How to complete this task → Reproduce exactly the lines below from the one containing "Where can you spot the fork?" through the one containing "Where can you spot the food", including both, and nothing else.

Given entries Block Start

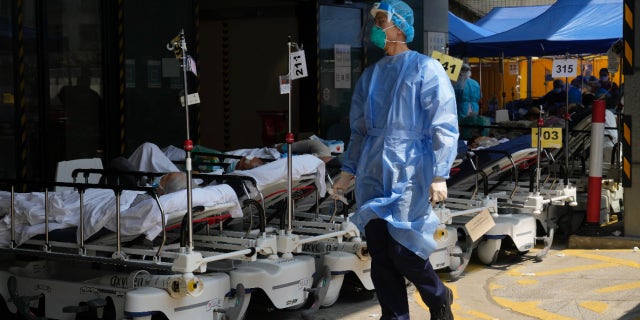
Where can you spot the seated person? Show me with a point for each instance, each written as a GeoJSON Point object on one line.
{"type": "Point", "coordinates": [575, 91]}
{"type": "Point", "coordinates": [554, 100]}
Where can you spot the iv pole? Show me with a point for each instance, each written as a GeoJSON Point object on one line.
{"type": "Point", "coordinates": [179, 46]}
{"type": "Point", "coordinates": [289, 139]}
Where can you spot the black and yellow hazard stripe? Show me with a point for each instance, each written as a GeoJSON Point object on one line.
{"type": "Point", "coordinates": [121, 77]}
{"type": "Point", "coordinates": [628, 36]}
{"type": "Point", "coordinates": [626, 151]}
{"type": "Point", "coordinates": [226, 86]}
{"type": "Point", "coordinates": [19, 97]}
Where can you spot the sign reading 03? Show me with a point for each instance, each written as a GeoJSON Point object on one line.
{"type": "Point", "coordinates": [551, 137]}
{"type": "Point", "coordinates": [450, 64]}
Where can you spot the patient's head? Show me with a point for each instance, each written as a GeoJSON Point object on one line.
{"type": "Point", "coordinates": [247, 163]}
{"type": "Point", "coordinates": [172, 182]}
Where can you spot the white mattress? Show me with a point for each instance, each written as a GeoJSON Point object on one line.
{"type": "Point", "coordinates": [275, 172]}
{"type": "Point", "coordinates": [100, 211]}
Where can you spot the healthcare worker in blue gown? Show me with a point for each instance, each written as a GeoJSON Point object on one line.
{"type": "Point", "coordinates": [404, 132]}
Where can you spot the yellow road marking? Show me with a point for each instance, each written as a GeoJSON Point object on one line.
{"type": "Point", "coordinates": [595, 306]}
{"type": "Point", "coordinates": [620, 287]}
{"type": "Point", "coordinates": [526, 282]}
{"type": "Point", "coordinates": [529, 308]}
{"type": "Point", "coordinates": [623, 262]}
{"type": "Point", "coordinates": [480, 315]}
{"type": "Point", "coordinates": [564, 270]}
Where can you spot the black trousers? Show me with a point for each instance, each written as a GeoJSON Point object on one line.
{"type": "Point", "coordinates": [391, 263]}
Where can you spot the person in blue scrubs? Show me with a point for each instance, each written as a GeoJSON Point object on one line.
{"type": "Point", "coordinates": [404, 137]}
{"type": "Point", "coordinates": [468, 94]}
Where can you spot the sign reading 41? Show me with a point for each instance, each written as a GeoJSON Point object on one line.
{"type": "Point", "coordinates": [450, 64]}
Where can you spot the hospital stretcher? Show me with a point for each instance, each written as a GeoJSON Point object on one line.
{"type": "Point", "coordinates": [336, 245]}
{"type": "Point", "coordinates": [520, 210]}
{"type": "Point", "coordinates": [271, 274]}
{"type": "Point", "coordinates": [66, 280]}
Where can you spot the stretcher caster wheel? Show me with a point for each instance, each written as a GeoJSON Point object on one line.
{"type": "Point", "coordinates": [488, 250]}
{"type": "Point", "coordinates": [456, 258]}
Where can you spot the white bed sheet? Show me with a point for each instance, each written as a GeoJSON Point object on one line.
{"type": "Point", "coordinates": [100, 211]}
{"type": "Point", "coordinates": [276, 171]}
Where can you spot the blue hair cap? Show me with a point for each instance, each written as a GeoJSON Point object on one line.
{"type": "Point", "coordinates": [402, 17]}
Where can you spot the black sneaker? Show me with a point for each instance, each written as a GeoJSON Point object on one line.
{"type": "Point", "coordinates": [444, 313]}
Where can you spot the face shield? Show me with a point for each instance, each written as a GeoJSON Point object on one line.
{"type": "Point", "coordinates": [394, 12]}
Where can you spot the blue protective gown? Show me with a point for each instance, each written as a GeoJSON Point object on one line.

Given entries Block End
Given entries Block Start

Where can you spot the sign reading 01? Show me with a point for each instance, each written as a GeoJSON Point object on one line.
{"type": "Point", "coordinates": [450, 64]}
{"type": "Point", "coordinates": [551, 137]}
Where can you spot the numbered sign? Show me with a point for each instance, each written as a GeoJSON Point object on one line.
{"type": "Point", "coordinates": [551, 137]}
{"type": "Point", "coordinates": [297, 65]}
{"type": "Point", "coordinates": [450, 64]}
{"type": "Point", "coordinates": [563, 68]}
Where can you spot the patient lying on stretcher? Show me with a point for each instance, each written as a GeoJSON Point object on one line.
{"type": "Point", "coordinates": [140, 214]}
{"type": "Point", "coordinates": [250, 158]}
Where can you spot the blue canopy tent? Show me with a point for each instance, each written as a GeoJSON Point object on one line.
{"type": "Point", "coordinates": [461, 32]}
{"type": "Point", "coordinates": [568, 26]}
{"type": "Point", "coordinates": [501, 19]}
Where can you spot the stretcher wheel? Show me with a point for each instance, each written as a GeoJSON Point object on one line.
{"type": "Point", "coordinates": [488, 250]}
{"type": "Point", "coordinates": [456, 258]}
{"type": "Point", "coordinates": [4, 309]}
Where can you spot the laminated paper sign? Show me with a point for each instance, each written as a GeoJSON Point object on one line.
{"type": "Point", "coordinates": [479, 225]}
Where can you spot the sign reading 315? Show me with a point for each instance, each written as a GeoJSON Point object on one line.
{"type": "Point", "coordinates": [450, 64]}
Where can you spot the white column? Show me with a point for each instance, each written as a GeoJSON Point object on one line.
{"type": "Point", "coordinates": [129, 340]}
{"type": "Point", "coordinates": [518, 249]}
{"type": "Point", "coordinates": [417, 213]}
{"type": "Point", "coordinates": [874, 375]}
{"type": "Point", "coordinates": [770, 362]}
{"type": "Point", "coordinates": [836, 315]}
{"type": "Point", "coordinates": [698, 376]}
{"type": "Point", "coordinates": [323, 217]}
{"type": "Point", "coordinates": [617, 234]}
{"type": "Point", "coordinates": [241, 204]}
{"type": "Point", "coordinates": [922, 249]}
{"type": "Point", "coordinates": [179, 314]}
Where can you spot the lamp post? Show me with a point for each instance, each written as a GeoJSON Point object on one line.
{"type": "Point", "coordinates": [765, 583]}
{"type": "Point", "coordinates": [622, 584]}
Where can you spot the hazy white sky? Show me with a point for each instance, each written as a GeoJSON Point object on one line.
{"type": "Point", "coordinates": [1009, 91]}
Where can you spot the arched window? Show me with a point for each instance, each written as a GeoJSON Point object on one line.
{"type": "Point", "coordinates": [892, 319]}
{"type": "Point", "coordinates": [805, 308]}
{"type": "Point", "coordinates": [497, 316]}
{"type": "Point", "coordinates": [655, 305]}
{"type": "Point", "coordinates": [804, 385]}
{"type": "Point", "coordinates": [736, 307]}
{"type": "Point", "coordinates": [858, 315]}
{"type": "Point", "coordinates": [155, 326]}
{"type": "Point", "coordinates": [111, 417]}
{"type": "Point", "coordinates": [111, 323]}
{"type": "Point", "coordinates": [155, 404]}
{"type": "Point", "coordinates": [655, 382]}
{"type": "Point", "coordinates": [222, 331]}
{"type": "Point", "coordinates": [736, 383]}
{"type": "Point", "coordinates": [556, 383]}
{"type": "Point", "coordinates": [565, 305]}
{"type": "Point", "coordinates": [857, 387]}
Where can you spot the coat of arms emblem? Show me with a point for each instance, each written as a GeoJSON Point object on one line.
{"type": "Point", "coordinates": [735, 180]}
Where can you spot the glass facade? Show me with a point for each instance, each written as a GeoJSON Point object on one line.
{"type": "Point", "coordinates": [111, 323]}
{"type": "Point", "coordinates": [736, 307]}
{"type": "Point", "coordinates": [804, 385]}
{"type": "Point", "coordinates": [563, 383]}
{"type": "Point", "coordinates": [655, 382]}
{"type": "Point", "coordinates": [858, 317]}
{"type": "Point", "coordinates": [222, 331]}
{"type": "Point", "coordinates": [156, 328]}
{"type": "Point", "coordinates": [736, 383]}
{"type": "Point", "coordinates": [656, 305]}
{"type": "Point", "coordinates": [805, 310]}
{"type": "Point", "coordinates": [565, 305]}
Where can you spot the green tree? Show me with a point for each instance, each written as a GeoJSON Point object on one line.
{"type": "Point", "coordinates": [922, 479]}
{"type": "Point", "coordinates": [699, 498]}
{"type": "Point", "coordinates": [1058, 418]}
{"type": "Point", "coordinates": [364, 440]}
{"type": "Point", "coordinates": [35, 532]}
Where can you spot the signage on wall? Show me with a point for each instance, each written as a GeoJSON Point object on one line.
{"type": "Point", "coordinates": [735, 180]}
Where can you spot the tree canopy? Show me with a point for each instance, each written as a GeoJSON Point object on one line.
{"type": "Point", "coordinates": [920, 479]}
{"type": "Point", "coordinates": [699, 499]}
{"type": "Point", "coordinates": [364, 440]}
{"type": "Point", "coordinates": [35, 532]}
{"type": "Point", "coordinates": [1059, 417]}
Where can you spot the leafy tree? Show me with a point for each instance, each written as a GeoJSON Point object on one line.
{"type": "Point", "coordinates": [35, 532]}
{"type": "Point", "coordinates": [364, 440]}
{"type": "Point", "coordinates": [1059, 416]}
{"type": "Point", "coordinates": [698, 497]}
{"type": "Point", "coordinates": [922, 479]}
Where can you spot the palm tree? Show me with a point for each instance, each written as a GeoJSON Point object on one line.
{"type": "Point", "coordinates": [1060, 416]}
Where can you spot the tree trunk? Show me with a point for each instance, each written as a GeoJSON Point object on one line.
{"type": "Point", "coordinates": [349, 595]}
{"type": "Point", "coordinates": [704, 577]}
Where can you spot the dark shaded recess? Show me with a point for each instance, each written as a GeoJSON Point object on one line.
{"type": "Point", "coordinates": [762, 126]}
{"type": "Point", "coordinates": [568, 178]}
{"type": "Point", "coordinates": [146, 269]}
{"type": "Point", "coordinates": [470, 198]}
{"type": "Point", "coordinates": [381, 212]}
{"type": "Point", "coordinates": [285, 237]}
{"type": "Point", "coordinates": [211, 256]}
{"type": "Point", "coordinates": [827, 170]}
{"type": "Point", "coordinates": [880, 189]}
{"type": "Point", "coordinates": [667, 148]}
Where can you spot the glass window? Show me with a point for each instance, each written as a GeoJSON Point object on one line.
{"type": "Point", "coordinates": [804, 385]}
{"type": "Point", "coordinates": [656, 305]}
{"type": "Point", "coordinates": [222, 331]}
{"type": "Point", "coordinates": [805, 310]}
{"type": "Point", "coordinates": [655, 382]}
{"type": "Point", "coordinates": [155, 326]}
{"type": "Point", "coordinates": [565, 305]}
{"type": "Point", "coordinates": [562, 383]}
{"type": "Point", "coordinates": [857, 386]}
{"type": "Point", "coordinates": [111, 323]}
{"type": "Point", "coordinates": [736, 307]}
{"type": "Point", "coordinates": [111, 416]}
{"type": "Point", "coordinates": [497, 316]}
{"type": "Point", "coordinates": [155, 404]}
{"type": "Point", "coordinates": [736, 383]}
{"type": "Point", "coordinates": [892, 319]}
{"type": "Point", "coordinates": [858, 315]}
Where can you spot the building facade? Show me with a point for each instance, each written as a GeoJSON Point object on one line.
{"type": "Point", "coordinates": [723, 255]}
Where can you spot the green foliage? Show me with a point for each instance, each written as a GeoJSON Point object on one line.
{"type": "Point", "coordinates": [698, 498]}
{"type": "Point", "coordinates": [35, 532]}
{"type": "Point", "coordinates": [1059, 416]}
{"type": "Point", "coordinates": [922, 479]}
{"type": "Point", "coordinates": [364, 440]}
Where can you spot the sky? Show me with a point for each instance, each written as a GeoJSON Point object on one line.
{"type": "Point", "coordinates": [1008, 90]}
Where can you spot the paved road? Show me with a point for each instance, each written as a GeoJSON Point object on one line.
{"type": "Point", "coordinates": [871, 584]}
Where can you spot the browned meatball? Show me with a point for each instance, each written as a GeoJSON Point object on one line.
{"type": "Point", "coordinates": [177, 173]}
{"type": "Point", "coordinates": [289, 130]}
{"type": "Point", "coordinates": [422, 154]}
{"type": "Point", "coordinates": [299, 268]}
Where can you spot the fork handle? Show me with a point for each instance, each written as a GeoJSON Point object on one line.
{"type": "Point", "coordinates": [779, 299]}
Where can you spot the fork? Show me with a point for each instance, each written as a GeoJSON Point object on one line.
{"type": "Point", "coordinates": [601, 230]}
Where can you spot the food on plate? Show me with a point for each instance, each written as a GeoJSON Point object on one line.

Given entries Block End

Your response →
Where can you spot the fork? Show me with a point for each instance, each written as a GeoJSON Point object on one line.
{"type": "Point", "coordinates": [601, 230]}
Where can you spot the food on plate? Show me with a point for each instance, each written as a GeoJSON Point object on one line.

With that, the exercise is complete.